The problem: Using the material below, print the line that contains "Target: fountain", the line that contains "Target: lace appliqué on bodice", and every line in between, exactly and nothing else.

Supplied information:
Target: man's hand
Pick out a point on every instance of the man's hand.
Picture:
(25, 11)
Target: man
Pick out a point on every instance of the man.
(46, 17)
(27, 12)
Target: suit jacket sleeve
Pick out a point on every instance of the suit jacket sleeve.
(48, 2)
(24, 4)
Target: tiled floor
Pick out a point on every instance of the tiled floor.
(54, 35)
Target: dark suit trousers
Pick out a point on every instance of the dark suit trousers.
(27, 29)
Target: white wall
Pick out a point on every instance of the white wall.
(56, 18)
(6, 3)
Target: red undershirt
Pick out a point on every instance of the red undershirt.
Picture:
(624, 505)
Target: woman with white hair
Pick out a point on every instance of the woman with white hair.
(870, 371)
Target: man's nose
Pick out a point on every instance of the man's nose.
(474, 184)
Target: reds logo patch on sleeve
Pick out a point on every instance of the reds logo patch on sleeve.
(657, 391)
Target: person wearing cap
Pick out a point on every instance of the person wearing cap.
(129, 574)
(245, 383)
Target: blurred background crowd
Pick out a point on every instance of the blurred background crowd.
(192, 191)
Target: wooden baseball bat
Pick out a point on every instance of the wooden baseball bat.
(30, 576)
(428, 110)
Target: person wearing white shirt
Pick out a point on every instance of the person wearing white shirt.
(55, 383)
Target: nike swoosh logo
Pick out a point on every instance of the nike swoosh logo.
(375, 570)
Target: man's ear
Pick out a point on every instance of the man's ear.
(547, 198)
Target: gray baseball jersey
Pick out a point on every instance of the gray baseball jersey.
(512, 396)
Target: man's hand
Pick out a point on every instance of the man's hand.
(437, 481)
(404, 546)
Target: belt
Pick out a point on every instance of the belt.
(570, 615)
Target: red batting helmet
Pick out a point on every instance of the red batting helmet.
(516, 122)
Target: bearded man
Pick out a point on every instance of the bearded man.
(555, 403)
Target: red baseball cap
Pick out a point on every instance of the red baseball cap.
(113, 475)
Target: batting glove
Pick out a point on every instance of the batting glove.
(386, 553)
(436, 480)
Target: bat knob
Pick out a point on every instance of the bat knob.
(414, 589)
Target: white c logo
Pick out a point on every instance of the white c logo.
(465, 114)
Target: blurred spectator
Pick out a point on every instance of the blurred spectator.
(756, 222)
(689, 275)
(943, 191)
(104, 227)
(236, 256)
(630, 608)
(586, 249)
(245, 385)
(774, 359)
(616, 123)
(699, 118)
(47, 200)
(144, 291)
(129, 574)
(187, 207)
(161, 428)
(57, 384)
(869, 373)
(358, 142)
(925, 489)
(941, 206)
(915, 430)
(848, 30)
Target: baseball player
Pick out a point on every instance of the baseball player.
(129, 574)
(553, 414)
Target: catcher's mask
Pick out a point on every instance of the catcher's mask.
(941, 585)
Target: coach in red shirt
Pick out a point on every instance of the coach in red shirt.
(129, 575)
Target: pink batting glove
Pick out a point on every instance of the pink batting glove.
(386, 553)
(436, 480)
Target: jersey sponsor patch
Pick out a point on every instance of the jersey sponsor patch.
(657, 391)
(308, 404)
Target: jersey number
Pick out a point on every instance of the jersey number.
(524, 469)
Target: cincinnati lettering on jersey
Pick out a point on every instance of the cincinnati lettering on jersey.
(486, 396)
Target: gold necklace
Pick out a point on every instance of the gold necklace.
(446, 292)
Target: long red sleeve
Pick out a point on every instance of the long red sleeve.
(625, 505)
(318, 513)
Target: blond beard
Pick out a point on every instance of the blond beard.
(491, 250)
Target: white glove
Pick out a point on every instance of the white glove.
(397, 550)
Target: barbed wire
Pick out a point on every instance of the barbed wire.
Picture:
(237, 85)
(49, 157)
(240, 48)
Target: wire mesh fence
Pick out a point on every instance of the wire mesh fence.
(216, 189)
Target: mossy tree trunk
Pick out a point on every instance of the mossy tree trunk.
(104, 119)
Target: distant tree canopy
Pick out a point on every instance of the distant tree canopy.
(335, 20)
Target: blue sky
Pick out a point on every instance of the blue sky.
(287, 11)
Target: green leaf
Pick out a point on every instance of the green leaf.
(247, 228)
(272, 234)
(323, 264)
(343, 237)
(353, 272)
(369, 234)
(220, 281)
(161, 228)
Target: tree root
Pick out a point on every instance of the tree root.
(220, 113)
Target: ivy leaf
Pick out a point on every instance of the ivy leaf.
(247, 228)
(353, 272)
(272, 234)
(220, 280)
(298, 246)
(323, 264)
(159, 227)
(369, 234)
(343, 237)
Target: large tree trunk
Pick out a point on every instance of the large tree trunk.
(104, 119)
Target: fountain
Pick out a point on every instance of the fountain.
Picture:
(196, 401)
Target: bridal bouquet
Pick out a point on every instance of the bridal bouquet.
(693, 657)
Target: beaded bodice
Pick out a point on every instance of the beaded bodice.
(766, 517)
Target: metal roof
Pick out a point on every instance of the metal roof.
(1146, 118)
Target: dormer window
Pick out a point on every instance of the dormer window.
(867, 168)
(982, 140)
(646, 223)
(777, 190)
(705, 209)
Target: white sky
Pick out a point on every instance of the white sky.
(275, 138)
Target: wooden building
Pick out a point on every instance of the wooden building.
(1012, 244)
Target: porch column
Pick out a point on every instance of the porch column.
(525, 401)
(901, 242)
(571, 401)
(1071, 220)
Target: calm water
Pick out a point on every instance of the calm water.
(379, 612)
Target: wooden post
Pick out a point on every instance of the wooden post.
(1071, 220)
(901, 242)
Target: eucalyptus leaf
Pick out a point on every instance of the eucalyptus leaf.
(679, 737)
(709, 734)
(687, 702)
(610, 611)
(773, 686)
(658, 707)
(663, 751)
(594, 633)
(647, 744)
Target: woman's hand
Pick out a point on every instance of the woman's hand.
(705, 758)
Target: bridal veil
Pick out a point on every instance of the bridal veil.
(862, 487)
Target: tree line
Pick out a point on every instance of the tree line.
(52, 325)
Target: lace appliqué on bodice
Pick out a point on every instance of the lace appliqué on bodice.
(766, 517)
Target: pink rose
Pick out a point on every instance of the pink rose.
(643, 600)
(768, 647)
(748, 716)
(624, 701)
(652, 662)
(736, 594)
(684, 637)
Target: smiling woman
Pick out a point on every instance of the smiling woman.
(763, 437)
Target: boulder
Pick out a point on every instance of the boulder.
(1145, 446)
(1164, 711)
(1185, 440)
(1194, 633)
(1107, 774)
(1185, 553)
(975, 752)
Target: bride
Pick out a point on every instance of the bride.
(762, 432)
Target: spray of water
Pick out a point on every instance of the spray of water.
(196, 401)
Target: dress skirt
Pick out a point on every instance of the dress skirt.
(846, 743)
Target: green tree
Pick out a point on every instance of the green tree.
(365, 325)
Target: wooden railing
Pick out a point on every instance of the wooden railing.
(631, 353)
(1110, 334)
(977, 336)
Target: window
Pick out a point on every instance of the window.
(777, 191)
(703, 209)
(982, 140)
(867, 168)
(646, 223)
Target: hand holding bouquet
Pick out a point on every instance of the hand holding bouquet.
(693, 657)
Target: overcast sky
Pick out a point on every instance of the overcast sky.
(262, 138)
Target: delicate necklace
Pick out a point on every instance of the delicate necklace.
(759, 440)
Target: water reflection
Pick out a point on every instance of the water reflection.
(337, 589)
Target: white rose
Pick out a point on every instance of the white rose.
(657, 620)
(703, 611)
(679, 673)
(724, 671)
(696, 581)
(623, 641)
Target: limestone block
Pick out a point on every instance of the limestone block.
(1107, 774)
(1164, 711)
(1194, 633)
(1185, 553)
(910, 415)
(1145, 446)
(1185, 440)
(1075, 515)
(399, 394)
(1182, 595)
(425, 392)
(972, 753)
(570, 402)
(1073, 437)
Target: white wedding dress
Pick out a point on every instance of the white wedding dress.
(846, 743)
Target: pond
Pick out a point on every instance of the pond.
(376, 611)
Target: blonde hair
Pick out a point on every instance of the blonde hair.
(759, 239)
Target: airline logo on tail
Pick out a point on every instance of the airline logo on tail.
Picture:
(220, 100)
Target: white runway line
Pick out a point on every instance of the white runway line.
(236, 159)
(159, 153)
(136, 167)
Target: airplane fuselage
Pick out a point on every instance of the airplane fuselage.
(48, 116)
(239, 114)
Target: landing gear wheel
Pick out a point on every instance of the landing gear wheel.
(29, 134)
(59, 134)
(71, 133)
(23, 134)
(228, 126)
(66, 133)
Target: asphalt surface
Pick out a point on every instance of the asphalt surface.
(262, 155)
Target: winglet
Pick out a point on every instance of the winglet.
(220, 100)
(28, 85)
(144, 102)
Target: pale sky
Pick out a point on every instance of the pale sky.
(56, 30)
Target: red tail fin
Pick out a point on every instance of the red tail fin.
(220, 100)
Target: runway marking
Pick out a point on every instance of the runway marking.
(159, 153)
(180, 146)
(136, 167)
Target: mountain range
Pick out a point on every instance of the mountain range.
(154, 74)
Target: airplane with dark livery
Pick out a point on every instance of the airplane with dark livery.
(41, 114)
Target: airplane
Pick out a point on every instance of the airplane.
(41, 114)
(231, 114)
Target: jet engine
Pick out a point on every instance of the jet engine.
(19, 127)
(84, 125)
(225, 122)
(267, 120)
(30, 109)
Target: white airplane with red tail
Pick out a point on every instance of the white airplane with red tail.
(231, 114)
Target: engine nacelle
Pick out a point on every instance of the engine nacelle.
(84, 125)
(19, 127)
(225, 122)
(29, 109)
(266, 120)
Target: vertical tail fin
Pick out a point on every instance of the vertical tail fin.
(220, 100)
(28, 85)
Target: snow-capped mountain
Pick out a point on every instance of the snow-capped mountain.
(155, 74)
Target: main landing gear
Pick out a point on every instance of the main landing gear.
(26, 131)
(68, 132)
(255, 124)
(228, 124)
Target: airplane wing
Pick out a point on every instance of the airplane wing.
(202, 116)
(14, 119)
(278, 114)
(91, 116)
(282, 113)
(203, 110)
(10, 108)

Response for this exercise:
Target: fountain
Pick out a point on every instance of the fountain.
Picture:
(196, 401)
Target: bridal bouquet
Pick out a point on every instance of the bridal bouquet.
(693, 657)
Target: beaded bodice
Pick out a point on every instance of the beaded bodice.
(766, 517)
Target: metal roof
Pick out a point on every instance of the metal roof.
(1146, 118)
Target: dormer window
Pick out a point on every instance of the dormer window.
(867, 168)
(982, 140)
(646, 223)
(777, 190)
(705, 209)
Target: white sky
Pick out a point on every instance of the white sky.
(275, 138)
Target: wooden building
Pick out a point on every instance of the wooden building.
(1012, 244)
Target: porch column
Pick out a point on every instance of the porch column.
(525, 401)
(901, 242)
(571, 401)
(1071, 220)
Target: calm water
Pick out a point on every instance of the calm water.
(379, 612)
Target: wooden post
Pick out a point on every instance of the wooden post.
(1071, 220)
(901, 242)
Target: eucalyptus leaf
Pick out a point on every instance of the eucalyptus leaf.
(679, 737)
(709, 734)
(687, 702)
(610, 611)
(773, 686)
(658, 707)
(663, 751)
(594, 633)
(647, 744)
Target: woman's hand
Pick out a point on every instance of the woman's hand.
(705, 758)
Target: bridal veil
Pick out a point on every instance of the bridal veil.
(862, 487)
Target: tree line
Pick out a point on every instance of the tree line.
(52, 325)
Target: lace appliqué on bodice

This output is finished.